Present every one of the rows below as a numbered list, omitting any blank lines.

Source rows

========================

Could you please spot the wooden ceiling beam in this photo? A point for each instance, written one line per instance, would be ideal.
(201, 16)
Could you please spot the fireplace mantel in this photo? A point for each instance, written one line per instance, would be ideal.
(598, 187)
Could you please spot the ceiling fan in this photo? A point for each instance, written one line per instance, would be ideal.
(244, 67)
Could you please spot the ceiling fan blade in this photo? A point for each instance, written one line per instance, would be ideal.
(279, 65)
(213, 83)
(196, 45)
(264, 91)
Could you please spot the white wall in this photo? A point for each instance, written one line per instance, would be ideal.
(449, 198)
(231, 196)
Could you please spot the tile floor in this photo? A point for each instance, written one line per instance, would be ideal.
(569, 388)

========================

**Written answer**
1. Could you please spot the wooden ceiling beam in this photo? A point for each instance, written one line per instance, would be ideal.
2. (201, 16)
3. Could you please spot the fireplace mantel in this photo? A point for each instance, written one line per instance, would be ideal.
4. (598, 187)
5. Could you please spot the ceiling fan in this photo? A point for each instance, written one line per instance, would be ideal.
6. (244, 67)
7. Could you please spot the ceiling fan blade in this photo? A point for each instance, written one line per instance, would be ideal.
8. (279, 65)
9. (213, 83)
10. (196, 45)
11. (264, 91)
12. Could you please spot the white wall in this photo? A point for each instance, written one line per instance, would be ideal.
13. (449, 198)
14. (231, 196)
15. Could you please spot the tile floor in this photo? A point for each instance, written one line per instance, would be ideal.
16. (569, 388)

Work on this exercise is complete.